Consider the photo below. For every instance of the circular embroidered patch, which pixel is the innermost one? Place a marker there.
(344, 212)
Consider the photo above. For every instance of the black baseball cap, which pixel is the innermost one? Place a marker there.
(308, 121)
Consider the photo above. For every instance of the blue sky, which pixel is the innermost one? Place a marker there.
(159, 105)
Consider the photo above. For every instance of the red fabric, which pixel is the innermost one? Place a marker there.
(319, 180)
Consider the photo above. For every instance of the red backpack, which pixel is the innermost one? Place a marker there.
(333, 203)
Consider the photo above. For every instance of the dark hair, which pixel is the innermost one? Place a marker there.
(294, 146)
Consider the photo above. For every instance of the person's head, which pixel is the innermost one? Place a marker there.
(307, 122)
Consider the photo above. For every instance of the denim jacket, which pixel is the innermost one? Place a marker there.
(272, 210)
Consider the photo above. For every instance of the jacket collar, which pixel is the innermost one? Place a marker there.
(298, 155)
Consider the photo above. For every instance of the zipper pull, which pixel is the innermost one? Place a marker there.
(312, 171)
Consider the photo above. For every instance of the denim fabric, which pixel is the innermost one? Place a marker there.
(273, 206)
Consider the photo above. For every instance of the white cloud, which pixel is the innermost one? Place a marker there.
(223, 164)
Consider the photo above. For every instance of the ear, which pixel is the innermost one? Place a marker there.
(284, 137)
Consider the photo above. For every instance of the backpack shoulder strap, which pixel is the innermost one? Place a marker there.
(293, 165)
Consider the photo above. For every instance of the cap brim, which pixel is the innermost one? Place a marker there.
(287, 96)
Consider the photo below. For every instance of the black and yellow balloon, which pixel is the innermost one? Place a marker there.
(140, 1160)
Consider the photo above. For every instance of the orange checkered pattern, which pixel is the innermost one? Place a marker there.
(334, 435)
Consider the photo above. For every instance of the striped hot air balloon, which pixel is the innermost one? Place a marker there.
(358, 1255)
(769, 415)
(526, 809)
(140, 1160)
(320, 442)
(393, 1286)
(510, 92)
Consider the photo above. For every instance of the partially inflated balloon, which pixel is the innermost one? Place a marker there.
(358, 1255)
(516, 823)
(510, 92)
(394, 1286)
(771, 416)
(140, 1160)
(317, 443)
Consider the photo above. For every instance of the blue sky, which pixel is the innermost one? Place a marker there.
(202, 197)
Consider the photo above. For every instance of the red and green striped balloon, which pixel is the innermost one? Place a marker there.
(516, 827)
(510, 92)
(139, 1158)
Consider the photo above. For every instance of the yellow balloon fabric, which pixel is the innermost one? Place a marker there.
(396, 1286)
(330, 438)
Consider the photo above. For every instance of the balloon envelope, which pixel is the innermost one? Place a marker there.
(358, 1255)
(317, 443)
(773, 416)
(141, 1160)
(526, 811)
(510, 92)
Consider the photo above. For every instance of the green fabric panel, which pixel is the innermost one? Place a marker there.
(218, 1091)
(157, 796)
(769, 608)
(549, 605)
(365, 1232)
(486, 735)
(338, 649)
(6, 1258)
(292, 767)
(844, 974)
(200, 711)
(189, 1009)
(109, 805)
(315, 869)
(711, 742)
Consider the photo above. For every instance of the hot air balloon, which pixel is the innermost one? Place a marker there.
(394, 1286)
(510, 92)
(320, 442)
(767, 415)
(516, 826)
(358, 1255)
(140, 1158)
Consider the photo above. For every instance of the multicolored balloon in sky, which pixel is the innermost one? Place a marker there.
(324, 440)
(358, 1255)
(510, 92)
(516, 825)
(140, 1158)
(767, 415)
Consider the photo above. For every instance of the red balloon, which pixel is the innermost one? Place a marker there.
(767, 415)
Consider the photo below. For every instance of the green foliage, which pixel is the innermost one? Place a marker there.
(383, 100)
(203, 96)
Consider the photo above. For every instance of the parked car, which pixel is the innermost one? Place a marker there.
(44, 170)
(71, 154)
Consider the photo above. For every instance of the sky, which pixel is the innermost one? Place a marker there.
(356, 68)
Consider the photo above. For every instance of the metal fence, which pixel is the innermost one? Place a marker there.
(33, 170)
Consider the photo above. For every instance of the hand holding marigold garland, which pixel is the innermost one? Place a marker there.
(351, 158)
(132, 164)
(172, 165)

_TASK TO CARRY OUT_: Retype the entire listing exactly.

_RESPONSE TO THIS TASK_:
Consider the photo below. For every instance of the circular embroidered patch, which pixel is the innermost one? Place a marker there.
(344, 212)
Consider the photo above. For every instance of the black baseball cap, which pixel is the innermost one? Place a marker there.
(308, 121)
Consider the photo above. For every instance of the blue sky, which pixel is the innermost one? Place a marker there.
(159, 105)
Consider the photo above. For every instance of the red fabric, which pixel is the innermost one? Place a marker there.
(319, 180)
Consider the photo above. For every instance of the red backpack, which pixel is the innermost one? Place a marker there.
(333, 203)
Consider the photo above. For every instance of the dark hair, which pixel is the innermost one? Place a marker there.
(294, 146)
Consider the photo above. For every instance of the person's head, which pixel is the innermost one? Place a marker there.
(307, 122)
Consider the photo above. For every instance of the denim jacket, which pixel is the innermost one? Place a marker there.
(272, 210)
Consider the photo above. For every instance of the jacket collar, which pixel is the innermost one? Place a marker there.
(298, 155)
Consider the photo above. For every instance of the zipper pull, which pixel is the innermost one? Place a marker there.
(312, 171)
Consider the photo above. For every instance of the denim fabric, which pixel is the innermost one? Place a marker there.
(273, 206)
Consider the photo above. For every instance of the white cloud, which pixel is the innermost one? Place a marker there.
(223, 164)
Consider the photo above. For every instance of the ear, which pixel is the innermost one? Place a marker there.
(284, 137)
Consider the photo above. For every instance of the backpack shoulder strap, which pixel is the innermost one? Place a marker there.
(293, 165)
Consider the photo above. For every instance of the cap brim, which pixel is the innermost one? Place a marker there.
(287, 96)
Consider the photo below. For every instance of the black and yellow balloon, which pixel is the innermost one? Place a marker there.
(140, 1160)
Consider the photo above. For every instance of the orange checkered pattern, which pixel is the innermost one? Place a marker there.
(334, 435)
Consider the photo above. For every instance of the striped hot air balloon, which pixel is the innermost one? Place a marker there.
(358, 1255)
(769, 415)
(526, 809)
(140, 1160)
(320, 442)
(393, 1286)
(510, 92)
Consider the photo above. For every instance of the partially inflated balloon, which pixel is the innermost one? Place a marker there.
(358, 1255)
(516, 823)
(510, 92)
(394, 1286)
(771, 416)
(140, 1160)
(317, 443)
Consider the photo above. For every instance of the blue sky, which pixel is the innermost one? Place a marker there.
(202, 197)
Consider the photo above. For every instance of the red and green striped balloon, which pixel is the innermost one? Place a marker there.
(516, 827)
(510, 92)
(139, 1158)
Consider the photo above. For every instance of the yellow balloon fabric, which pixel is the innermost one? Place a marker there.
(396, 1286)
(330, 438)
Consider the photo above. For every instance of the balloon envelope, which pixel is the innermost one? Place a marker there.
(358, 1255)
(317, 443)
(773, 416)
(141, 1160)
(526, 811)
(510, 92)
Consider the photo above. For every instance of the green fabric panel, which pixel is the innermost one? Place a marker there.
(218, 1091)
(157, 796)
(769, 608)
(549, 605)
(365, 1232)
(486, 735)
(338, 649)
(6, 1258)
(292, 767)
(844, 974)
(200, 711)
(189, 1009)
(109, 805)
(315, 869)
(711, 742)
Consider the photo above. For every instance of the hot air balloon, which pixel is the innermost one? Place a marker there.
(394, 1286)
(510, 92)
(320, 442)
(767, 415)
(516, 826)
(358, 1255)
(140, 1158)
Consider the photo above. For every instance of the multicolored balloon in sky, which pixel is the innermost one? Place a marker there.
(324, 440)
(358, 1255)
(510, 92)
(516, 825)
(140, 1158)
(767, 415)
Consider the photo above. For every instance of the red balloon, which pixel is the innermost one? Place a marker there.
(767, 415)
Consider the photo below. For every instance of the green foliage, which pixel is the innermost one? Place a marker there.
(383, 100)
(203, 96)
Consider the photo above. For every instance of the parked car, which pixel is the innermost one? Place a marker there.
(44, 170)
(71, 154)
Consider the photo above. For every instance of the sky, which pixel is the innermost one? Place a marker there.
(356, 68)
Consider the photo above. For every instance of the metal fence, which pixel is the innermost one? Place a marker there.
(33, 170)
Consider the photo above. For every instance of the hand holding marigold garland, which pixel is the innermost one? Place a marker there.
(351, 158)
(132, 164)
(172, 165)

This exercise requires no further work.